● WRITTEN TASK
Put the entries below into a Markdown table with two columns, Row and Line, giving each nonblank line its own numbered row. Leave the pictures out of the answer.
-=-=-=-=-
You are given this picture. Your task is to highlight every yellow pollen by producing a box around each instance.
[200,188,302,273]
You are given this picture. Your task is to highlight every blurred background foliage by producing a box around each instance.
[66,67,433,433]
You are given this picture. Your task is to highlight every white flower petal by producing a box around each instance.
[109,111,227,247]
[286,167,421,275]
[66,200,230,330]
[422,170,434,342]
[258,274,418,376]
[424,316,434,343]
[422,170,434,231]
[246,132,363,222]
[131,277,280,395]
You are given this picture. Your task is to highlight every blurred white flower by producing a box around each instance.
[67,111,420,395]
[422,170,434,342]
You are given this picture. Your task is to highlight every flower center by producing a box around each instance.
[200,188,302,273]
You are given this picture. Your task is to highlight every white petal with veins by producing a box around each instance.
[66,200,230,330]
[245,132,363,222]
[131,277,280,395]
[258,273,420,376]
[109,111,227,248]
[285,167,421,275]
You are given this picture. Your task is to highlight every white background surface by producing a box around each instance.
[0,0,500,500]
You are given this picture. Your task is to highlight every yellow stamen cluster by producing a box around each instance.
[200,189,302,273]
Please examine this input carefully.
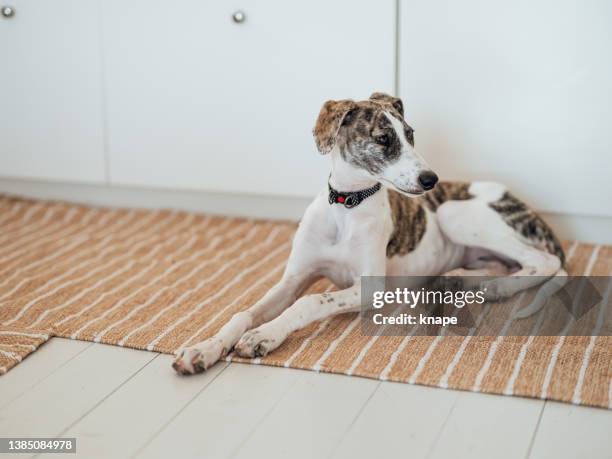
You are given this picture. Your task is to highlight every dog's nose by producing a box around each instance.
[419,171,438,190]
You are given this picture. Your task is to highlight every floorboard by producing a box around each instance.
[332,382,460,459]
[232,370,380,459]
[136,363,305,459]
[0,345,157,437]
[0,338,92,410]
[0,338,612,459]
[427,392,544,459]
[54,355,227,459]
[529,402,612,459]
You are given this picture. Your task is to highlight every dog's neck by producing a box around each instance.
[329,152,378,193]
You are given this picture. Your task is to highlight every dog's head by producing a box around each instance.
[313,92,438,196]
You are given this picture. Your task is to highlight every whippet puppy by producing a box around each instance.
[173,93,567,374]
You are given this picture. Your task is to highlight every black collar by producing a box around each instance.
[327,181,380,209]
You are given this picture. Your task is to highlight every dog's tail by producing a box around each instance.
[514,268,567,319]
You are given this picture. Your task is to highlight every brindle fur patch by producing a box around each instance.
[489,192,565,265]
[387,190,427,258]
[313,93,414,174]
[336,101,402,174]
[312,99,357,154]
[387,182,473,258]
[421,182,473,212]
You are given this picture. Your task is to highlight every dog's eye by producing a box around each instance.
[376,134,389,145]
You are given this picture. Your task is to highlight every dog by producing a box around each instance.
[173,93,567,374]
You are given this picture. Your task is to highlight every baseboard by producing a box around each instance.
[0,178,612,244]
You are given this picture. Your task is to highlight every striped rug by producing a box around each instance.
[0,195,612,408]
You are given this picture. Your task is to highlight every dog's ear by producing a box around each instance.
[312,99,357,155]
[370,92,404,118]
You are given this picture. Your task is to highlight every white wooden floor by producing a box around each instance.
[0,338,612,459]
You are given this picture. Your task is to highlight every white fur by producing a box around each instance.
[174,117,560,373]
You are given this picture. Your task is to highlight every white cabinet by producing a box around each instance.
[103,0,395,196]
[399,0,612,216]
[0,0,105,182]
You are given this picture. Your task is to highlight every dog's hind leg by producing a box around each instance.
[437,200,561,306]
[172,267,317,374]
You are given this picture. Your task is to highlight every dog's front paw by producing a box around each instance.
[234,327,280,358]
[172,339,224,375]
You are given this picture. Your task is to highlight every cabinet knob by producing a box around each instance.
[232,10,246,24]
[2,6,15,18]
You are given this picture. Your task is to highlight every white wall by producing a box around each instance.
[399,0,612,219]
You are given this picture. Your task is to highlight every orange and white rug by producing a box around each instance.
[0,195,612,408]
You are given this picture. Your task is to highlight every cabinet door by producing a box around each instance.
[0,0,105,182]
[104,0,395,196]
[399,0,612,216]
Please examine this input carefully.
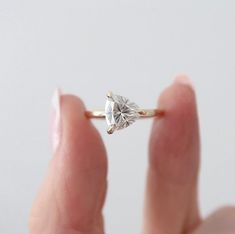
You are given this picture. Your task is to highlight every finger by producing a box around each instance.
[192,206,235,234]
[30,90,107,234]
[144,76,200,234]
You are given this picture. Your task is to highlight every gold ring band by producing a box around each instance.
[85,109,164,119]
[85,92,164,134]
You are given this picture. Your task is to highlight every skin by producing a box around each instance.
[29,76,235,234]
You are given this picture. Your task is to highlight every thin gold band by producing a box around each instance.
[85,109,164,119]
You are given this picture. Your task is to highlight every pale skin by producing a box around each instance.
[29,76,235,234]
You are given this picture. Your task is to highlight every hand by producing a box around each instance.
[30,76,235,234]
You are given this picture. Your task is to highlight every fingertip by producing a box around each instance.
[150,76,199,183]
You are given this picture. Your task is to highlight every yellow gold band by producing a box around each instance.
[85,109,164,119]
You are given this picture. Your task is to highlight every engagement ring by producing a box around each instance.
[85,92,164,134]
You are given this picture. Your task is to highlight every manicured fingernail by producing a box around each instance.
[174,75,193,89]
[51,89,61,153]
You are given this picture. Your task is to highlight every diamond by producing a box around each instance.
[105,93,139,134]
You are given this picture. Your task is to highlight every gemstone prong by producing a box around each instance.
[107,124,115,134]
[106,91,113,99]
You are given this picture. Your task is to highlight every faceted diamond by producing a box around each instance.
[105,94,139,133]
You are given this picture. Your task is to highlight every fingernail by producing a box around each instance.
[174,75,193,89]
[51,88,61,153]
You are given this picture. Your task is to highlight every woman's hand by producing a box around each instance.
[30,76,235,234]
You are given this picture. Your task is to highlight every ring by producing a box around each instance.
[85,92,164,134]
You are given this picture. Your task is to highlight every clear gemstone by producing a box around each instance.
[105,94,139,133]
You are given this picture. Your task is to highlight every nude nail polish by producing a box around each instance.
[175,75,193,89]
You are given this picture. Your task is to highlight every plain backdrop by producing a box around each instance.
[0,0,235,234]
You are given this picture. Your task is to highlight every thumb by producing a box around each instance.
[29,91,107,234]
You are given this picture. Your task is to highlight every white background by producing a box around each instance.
-=-=-=-=-
● CORRECT RESULT
| Row | Line |
|---|---|
| 1 | You are given this picture. Your task is to highlight every yellow pollen by producing a box around each instance. |
| 2 | [200,188,302,273] |
| 3 | You are given this picture. Your task is to highlight every blurred background foliage by producing a box around each instance. |
| 4 | [66,67,433,433] |
| 5 | You are given this picture. Your task is to highlight every white flower petal by producing a box around each instance. |
| 6 | [109,111,227,247] |
| 7 | [286,167,421,275] |
| 8 | [66,200,230,330] |
| 9 | [422,170,434,342] |
| 10 | [258,274,418,376] |
| 11 | [424,316,434,343] |
| 12 | [422,170,434,231] |
| 13 | [246,132,363,222] |
| 14 | [131,277,280,395] |
| 15 | You are given this picture. Your task is to highlight every blurred white flower by producing a box around each instance. |
| 16 | [67,111,420,395] |
| 17 | [422,170,434,342] |
| 18 | You are given this picture. Your task is to highlight every flower center by producing a box around each instance. |
| 19 | [200,188,302,273] |
| 20 | You are given this picture. Your task is to highlight every white petal with veins by producing a box around each instance. |
| 21 | [66,200,230,330] |
| 22 | [245,132,363,222] |
| 23 | [131,277,280,395] |
| 24 | [258,273,420,376] |
| 25 | [109,111,227,248] |
| 26 | [285,167,421,275] |
| 27 | You are given this picture. Your task is to highlight every white background surface by producing a box around each instance. |
| 28 | [0,0,500,500] |
| 29 | You are given this picture. Your task is to highlight every yellow stamen cluster by producing a box around each instance. |
| 30 | [200,189,302,273] |
| 31 | Please examine this input carefully. |
| 32 | You are given this picture. Your task is to highlight every dog's nose by producing a box around each instance. |
| 33 | [419,171,438,190] |
| 34 | You are given this picture. Your task is to highlight every floorboard by producing a box around each instance. |
| 35 | [332,382,460,459] |
| 36 | [232,370,380,459] |
| 37 | [136,363,305,459] |
| 38 | [0,345,157,437] |
| 39 | [0,338,92,410] |
| 40 | [0,338,612,459] |
| 41 | [427,392,544,459] |
| 42 | [54,355,227,459] |
| 43 | [529,402,612,459] |
| 44 | You are given this picture. Your task is to highlight every dog's neck by producing a box around each instance. |
| 45 | [329,152,378,193] |
| 46 | You are given this picture. Your task is to highlight every dog's head by producing a box around each instance. |
| 47 | [313,92,438,196] |
| 48 | You are given this picture. Your task is to highlight every whippet puppy by producing a box around each instance. |
| 49 | [173,93,567,374] |
| 50 | You are given this picture. Your task is to highlight every black collar by producing a box around each instance. |
| 51 | [327,181,380,209] |
| 52 | You are given this picture. Your task is to highlight every dog's tail by producing a box around each instance. |
| 53 | [514,268,567,319] |
| 54 | You are given this picture. Your task is to highlight every brindle fur patch by producing a box around each instance. |
| 55 | [489,192,565,265] |
| 56 | [387,190,427,258] |
| 57 | [313,93,414,174] |
| 58 | [336,101,402,174] |
| 59 | [312,99,357,154] |
| 60 | [387,182,473,258] |
| 61 | [421,182,473,212] |
| 62 | You are given this picture. Your task is to highlight every dog's eye by producing a box around each instance. |
| 63 | [376,134,389,145] |
| 64 | You are given this picture. Your task is to highlight every dog by producing a box around each instance. |
| 65 | [173,93,567,374] |
| 66 | You are given this picture. Your task is to highlight every baseboard by producing a box around each instance. |
| 67 | [0,178,612,244] |
| 68 | You are given this picture. Your task is to highlight every striped rug by producing a box around each instance. |
| 69 | [0,195,612,408] |
| 70 | You are given this picture. Your task is to highlight every dog's ear by producing a box around each instance. |
| 71 | [312,99,357,155] |
| 72 | [370,92,404,118] |
| 73 | You are given this picture. Your task is to highlight every white wooden floor by producing a box around each instance. |
| 74 | [0,338,612,459] |
| 75 | You are given this picture. Your task is to highlight every white fur by producing a box around each instance. |
| 76 | [174,117,560,373] |
| 77 | You are given this picture. Your task is to highlight every white cabinet by producing a box around each instance. |
| 78 | [103,0,395,196] |
| 79 | [399,0,612,216] |
| 80 | [0,0,105,182] |
| 81 | You are given this picture. Your task is to highlight every dog's hind leg by producing a box around each instance. |
| 82 | [437,200,561,306] |
| 83 | [172,267,317,374] |
| 84 | You are given this picture. Your task is to highlight every dog's front paw by producing a box around each instance. |
| 85 | [234,327,280,358] |
| 86 | [172,339,224,375] |
| 87 | You are given this picture. Your task is to highlight every cabinet knob by producing a box around each instance. |
| 88 | [232,10,246,24] |
| 89 | [2,6,15,18] |
| 90 | You are given this picture. Your task is to highlight every white wall by producing a box around each instance. |
| 91 | [399,0,612,219] |
| 92 | You are given this picture. Your task is to highlight every orange and white rug by producing a box around each instance. |
| 93 | [0,195,612,408] |
| 94 | You are given this picture. Your task is to highlight every cabinet door by producing a box around each instance. |
| 95 | [0,0,105,182] |
| 96 | [104,0,395,196] |
| 97 | [399,0,612,216] |
| 98 | Please examine this input carefully. |
| 99 | You are given this picture. Your task is to highlight every finger by producing a box around each instance. |
| 100 | [192,206,235,234] |
| 101 | [30,90,107,234] |
| 102 | [144,76,200,234] |
| 103 | You are given this picture. Your task is to highlight every gold ring band by producing a box around each instance. |
| 104 | [85,109,164,119] |
| 105 | [85,92,164,134] |
| 106 | You are given this picture. Your task is to highlight every skin by producing a box around each instance. |
| 107 | [29,76,235,234] |
| 108 | You are given this picture. Your task is to highlight every thin gold band by producing a box around each instance. |
| 109 | [85,109,164,119] |
| 110 | You are given this picture. Your task is to highlight every pale skin by producing a box around each instance. |
| 111 | [29,76,235,234] |
| 112 | You are given this picture. Your task is to highlight every hand by producing a box around each instance. |
| 113 | [30,76,235,234] |
| 114 | You are given this picture. Your task is to highlight every fingertip by producing a box around each instance. |
| 115 | [150,76,199,183] |
| 116 | You are given this picture. Your task is to highlight every yellow gold band by producing a box around each instance. |
| 117 | [85,109,164,119] |
| 118 | You are given this picture. Your task is to highlight every engagement ring by producing a box around each instance. |
| 119 | [85,92,164,134] |
| 120 | You are given this picture. Your task is to highlight every manicured fingernail by producing a box around each instance. |
| 121 | [174,75,193,89] |
| 122 | [51,89,61,153] |
| 123 | You are given this picture. Your task is to highlight every diamond by producing a box around each instance. |
| 124 | [105,93,139,134] |
| 125 | You are given this picture. Your task is to highlight every gemstone prong by producing a box around each instance. |
| 126 | [107,124,115,134] |
| 127 | [106,91,113,99] |
| 128 | You are given this picture. Your task is to highlight every faceted diamond by producing a box around each instance. |
| 129 | [105,94,139,133] |
| 130 | You are given this picture. Your task is to highlight every fingernail by producing a box around each instance. |
| 131 | [174,75,193,89] |
| 132 | [51,88,61,153] |
| 133 | You are given this picture. Your task is to highlight every woman's hand by producing a box around each instance. |
| 134 | [30,76,235,234] |
| 135 | You are given this picture. Your task is to highlight every ring by producing a box around each instance. |
| 136 | [85,92,164,134] |
| 137 | You are given this picture. Your task is to highlight every clear gemstone by producing a box around each instance. |
| 138 | [105,94,139,133] |
| 139 | You are given this picture. Your task is to highlight every nude nail polish by producing a box around each instance. |
| 140 | [175,75,193,89] |
| 141 | You are given this picture. Your task is to highlight every plain backdrop by producing a box around each instance. |
| 142 | [0,0,235,234] |
| 143 | You are given this picture. Your task is to highlight every thumb by producing a box around each instance. |
| 144 | [29,91,107,234] |
| 145 | You are given this picture. Your task is to highlight every white background by producing a box around each instance. |